Provided records ▸
Content starts

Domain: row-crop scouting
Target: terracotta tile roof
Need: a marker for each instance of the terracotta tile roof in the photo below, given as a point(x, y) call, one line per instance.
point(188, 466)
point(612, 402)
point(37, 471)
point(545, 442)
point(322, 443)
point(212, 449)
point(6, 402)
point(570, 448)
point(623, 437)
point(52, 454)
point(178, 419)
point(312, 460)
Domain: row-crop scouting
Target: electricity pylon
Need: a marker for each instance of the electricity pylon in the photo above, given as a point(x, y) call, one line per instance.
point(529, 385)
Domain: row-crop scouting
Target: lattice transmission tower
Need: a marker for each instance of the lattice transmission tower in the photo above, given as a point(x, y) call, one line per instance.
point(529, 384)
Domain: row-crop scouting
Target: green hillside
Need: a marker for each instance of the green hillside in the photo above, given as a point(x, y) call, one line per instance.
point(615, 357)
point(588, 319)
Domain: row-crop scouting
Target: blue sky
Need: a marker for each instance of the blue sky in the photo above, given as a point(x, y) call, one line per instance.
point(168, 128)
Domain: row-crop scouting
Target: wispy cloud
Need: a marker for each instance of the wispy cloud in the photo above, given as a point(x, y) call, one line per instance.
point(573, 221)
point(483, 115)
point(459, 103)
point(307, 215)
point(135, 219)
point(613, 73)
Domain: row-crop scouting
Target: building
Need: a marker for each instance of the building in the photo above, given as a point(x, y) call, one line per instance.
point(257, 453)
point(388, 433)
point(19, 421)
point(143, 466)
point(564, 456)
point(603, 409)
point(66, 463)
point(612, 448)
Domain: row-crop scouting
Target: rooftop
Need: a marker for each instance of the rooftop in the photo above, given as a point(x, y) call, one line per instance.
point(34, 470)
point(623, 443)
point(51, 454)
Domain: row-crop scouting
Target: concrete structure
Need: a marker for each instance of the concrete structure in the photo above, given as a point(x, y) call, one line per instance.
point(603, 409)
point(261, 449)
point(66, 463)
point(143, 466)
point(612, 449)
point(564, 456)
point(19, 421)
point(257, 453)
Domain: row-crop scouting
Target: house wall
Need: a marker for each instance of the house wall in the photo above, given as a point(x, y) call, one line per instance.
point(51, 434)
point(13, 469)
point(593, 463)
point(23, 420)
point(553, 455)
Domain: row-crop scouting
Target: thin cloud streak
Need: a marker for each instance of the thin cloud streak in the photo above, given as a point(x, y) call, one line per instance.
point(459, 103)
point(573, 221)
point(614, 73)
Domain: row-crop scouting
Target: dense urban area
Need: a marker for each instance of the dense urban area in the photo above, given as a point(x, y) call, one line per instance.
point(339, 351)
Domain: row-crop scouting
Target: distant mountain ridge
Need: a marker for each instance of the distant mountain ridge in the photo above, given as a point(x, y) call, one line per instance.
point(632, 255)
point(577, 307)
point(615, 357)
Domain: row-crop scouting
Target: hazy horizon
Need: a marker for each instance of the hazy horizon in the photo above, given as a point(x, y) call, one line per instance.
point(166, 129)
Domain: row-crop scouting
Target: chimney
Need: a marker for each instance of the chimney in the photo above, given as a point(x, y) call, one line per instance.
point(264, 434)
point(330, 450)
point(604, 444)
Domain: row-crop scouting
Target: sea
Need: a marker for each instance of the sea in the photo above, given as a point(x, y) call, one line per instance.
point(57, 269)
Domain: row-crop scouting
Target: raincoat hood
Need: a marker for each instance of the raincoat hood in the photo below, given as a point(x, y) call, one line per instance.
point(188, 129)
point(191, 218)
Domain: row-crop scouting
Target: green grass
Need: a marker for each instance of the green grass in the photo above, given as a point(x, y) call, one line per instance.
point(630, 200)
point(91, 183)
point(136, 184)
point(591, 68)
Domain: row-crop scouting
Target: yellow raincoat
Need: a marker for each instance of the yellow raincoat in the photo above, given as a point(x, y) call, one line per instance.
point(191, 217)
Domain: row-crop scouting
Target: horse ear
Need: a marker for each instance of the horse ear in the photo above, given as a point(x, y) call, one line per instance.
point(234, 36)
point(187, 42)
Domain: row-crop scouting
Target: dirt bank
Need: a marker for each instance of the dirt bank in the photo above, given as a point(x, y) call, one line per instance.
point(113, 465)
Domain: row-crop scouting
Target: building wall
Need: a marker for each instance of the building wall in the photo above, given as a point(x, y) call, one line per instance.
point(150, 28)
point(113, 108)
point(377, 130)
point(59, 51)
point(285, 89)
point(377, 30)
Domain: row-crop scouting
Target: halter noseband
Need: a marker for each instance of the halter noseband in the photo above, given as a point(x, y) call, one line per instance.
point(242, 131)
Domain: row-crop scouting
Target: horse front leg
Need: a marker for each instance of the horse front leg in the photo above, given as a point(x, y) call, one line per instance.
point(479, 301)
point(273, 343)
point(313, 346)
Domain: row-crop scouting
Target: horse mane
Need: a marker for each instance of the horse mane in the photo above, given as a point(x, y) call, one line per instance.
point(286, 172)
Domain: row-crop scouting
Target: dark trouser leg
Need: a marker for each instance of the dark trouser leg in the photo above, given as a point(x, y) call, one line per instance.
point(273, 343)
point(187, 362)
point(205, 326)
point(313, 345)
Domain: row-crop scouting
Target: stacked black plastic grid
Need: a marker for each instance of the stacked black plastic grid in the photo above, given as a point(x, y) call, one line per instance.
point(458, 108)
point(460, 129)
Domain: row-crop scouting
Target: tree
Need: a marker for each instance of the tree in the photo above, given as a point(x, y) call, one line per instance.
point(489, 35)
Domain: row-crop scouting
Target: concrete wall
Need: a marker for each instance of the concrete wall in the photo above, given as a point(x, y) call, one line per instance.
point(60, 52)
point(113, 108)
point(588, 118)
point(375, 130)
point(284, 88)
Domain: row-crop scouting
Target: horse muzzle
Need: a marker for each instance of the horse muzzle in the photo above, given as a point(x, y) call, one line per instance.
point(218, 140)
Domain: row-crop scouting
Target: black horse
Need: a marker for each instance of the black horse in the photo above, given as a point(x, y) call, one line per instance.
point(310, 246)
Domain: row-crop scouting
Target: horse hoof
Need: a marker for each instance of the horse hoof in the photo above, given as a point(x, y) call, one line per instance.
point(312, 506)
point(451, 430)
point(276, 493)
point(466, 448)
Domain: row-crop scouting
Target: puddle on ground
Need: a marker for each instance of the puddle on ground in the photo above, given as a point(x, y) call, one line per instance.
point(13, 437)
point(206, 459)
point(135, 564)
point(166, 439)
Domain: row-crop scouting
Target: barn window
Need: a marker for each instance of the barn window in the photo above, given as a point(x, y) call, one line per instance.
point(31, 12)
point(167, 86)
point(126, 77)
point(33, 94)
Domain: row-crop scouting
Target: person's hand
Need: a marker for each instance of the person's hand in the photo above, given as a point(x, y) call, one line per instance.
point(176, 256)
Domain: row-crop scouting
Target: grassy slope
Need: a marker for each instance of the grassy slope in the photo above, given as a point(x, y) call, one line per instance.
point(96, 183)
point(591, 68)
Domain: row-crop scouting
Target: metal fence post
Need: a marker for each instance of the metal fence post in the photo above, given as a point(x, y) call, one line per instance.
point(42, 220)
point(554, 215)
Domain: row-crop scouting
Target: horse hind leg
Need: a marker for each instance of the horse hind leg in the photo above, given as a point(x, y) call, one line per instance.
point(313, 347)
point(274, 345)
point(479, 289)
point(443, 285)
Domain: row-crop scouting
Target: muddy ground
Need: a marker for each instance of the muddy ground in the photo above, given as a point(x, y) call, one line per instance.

Content ends

Wherever the string "muddy" appears in the entries above, list that line.

Target: muddy ground
Need: a marker for each instance of the muddy ground in the photo above, given as a point(x, y) call, one line per instance.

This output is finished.